Content starts

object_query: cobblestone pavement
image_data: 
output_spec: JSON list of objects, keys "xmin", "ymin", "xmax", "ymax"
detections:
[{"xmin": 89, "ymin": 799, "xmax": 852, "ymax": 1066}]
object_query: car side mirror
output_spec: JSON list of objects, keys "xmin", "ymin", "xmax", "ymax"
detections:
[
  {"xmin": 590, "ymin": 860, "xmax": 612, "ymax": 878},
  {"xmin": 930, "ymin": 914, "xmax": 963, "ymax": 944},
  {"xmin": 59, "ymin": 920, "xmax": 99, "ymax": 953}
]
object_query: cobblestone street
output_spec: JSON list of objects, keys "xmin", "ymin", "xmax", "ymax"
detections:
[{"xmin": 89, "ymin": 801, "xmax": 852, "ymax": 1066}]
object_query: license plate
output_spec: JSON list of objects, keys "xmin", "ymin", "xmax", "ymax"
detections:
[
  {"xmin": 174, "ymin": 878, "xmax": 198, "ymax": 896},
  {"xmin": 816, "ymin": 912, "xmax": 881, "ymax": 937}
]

Content ends

__EXERCISE AIM__
Track down every line of the material containing the string "cobblestone", and copy it.

__SOLUTION TO THE EXERCISE__
object_query: cobblestone pavement
object_query: cobblestone street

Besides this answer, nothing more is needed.